:: TEXT SECTION ::
Jason Davis • Oct 28, 2016
Kate Rubins, NASA's DNA sequencing scientist, returning to Earth
Tomorrow, at precisely one minute before midnight, Eastern Daylight Time, three crew members will be back on Earth from the International Space Station. Their Soyuz capsule will plop down in Kazakhstan, where it will be mid-morning. NASA's Kate Rubins, Anatoly Ivanishin of the Russian space agency Roscosmos, and Takuya Onishi of the Japan Aerospace Exploration Agency will take their first breath of fresh air in 115 days.
Back in August, Rubins, who is formally Dr. Rubins, the holder of a Ph.D. in cancer biology from Stanford University, became the first person ever to sequence DNA in space. She has been an astronaut since 2009, but didn't necessarily set out with that job in mind—instead, she has simply followed her scientific interests, building an impressive resume along the way.
"I have not particularly tried to go in any direction in my career," she said from orbit recently, speaking with Francis Collins, the director of the National Institutes of Health. "I actually applied to become an astronaut while procrastinating a little bit on writing an R01 grant application."
Given her background in molecular biology, NASA tasked Rubins with handling the DNA sequencing experiment. The agency believes the technology has a variety of applications, but the first step was just seeing if it would be possible at all.
"We did not know if it was going to work," Rubins said. "Like every lab experiment, you put your pipettor down, and give it a try."
:::
:: SOURCE MATERIAL ::
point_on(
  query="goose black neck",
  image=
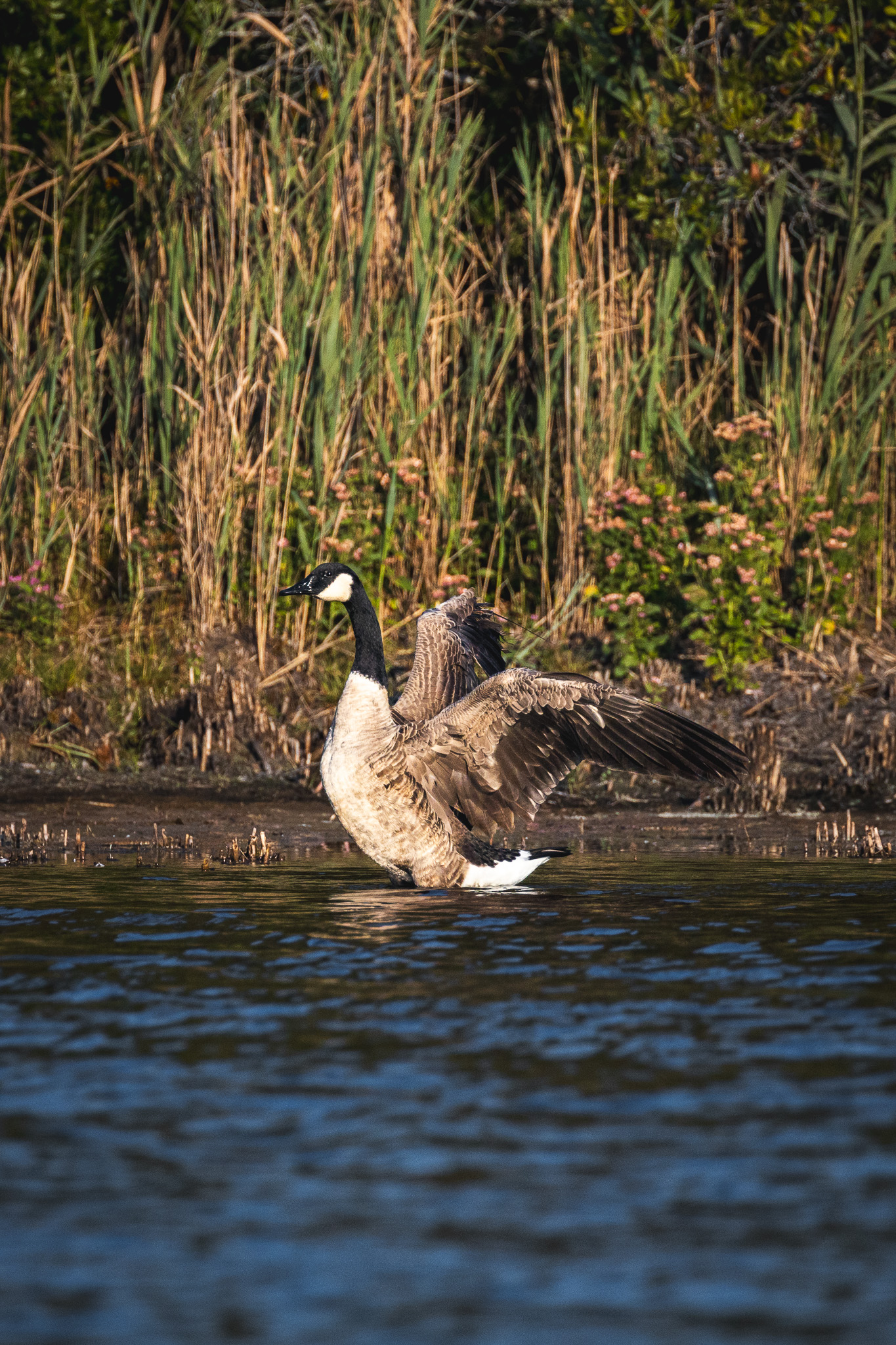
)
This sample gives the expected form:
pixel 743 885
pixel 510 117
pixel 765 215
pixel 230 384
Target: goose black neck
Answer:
pixel 370 658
:::
• **EXERCISE BRIEF**
Transcribe the portion of the article on Kate Rubins from "Jason Davis •" up to and including "in 115 days.".

• **EXPECTED ANSWER**
Jason Davis • Oct 28, 2016
Kate Rubins, NASA's DNA sequencing scientist, returning to Earth
Tomorrow, at precisely one minute before midnight, Eastern Daylight Time, three crew members will be back on Earth from the International Space Station. Their Soyuz capsule will plop down in Kazakhstan, where it will be mid-morning. NASA's Kate Rubins, Anatoly Ivanishin of the Russian space agency Roscosmos, and Takuya Onishi of the Japan Aerospace Exploration Agency will take their first breath of fresh air in 115 days.